Write out the lines below word for word, with no changes.
BEGIN RECORD EXCERPTS
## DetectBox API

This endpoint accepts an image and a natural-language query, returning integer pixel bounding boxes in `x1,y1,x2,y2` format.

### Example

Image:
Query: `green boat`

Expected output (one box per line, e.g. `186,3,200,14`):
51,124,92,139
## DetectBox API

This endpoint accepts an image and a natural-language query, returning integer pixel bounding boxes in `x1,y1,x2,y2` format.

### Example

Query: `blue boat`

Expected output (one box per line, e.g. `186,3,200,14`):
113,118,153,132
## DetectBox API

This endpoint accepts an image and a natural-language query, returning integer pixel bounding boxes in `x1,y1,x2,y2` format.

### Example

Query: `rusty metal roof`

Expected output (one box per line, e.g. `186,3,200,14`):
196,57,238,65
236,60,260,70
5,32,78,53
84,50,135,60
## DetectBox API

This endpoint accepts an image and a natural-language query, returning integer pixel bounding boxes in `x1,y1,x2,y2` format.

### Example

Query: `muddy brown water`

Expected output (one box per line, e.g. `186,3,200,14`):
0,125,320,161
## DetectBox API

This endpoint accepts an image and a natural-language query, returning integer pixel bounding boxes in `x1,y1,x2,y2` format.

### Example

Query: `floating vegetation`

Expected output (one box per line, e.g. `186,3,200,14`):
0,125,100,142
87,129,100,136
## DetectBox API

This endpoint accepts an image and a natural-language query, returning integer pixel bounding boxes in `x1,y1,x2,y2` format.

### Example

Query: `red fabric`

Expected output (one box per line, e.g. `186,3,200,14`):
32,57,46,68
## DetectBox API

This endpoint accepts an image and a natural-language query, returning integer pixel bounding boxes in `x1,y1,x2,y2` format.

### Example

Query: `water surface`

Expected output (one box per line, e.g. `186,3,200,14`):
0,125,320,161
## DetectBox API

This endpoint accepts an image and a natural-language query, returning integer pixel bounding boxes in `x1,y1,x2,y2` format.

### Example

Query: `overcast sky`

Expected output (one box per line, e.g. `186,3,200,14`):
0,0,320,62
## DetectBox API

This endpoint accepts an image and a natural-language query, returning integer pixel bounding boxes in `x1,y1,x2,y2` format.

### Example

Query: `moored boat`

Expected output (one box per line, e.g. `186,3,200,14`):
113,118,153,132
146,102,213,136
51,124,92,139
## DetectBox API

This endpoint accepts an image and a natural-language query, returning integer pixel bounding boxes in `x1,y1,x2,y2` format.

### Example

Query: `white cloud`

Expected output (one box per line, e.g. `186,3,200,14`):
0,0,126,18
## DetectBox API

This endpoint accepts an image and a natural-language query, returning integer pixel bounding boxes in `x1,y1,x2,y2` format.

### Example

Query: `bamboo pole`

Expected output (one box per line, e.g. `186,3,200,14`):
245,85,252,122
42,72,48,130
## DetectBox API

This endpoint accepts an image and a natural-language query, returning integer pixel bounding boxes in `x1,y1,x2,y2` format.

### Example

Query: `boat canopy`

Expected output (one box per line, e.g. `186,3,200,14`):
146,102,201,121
END RECORD EXCERPTS
* _THE REPLY_:
## DetectBox API

This endpoint accepts an image and a natural-language query, returning integer pixel bounding boxes in `x1,y1,x2,y2` format.

### Example

Image:
Query: `green boat`

Expected output (one box per line, e.g. `186,3,200,14`):
51,124,92,139
## DetectBox API

This endpoint accepts an image and a natural-language query, returning integer pixel bounding boxes in `x1,y1,x2,y2` format.

### Example

Query: `blue boat`

Expected output (one box per line, e.g. `186,3,200,14`):
113,118,153,132
## DetectBox API

This endpoint accepts an image and a natural-language query, returning integer pixel bounding boxes in `x1,y1,x2,y2` format.

### Example

Query: `rusty metal roof`

Expected output (one box per line, e.g. `186,3,200,14`):
196,57,238,65
236,60,260,70
5,32,78,53
84,50,135,60
## DetectBox API

This endpoint accepts an image and a natural-language query, returning integer pixel bounding boxes in `x1,y1,x2,y2` format.

### Example

Query: `muddy brown water`

Expected output (one box per line, e.g. `186,3,200,14`):
0,125,320,161
## DetectBox API

This endpoint accepts an image and a natural-language query, returning integer pixel bounding boxes in `x1,y1,x2,y2` format.

### Example

Query: `floating vegetation`

Expected output (one box per line, e.g. `186,3,200,14`):
0,125,100,142
87,129,100,136
## DetectBox API

This endpoint accepts an image and a natural-language query, returning integer pixel bounding boxes in `x1,y1,x2,y2` format.

### Example

Query: `red fabric`

Expected output (one box per line, e.g. `186,3,200,14`):
32,57,46,68
## DetectBox API

This endpoint accepts an image and a natural-language query, returning integer pixel bounding boxes in `x1,y1,x2,y2` format.

### Example

Query: `water surface`

Expected output (one box per line, e.g. `186,3,200,14`):
0,125,320,161
## DetectBox API

This endpoint accepts an image and a natural-language query, returning integer pixel bounding boxes in `x1,y1,x2,y2` format.

### Example

Query: `overcast sky`

Expected output (one box per line, e.g. `186,3,200,14`):
0,0,320,62
## DetectBox API

This endpoint accepts an image and a natural-language query, returning integer pixel bounding boxes in `x1,y1,x2,y2` format.

### Example

Query: `moored boat`

Expected output (one box per line, e.g. `186,3,200,14`):
113,118,153,132
146,102,213,136
51,124,92,139
## DetectBox API

This endpoint accepts an image and a natural-language query, returning integer pixel bounding boxes in `x1,y1,x2,y2` format.

### Example

Query: `white cloud`

Expected output (one box per line, e.g. `186,3,200,14`):
0,0,126,18
## DetectBox API

This endpoint accepts an image and a natural-language query, returning integer pixel bounding boxes in `x1,y1,x2,y2` format.

### Example

Query: `bamboo pole`

Expected output (one box per line, e.g. `186,3,200,14`):
245,85,252,122
42,72,48,130
## DetectBox API

This endpoint accepts an image and a natural-language query, returning integer pixel bounding boxes in `x1,y1,x2,y2` format.

### Example

Query: `boat canopy`

Expected output (one box per line, e.g. `186,3,200,14`):
146,102,201,121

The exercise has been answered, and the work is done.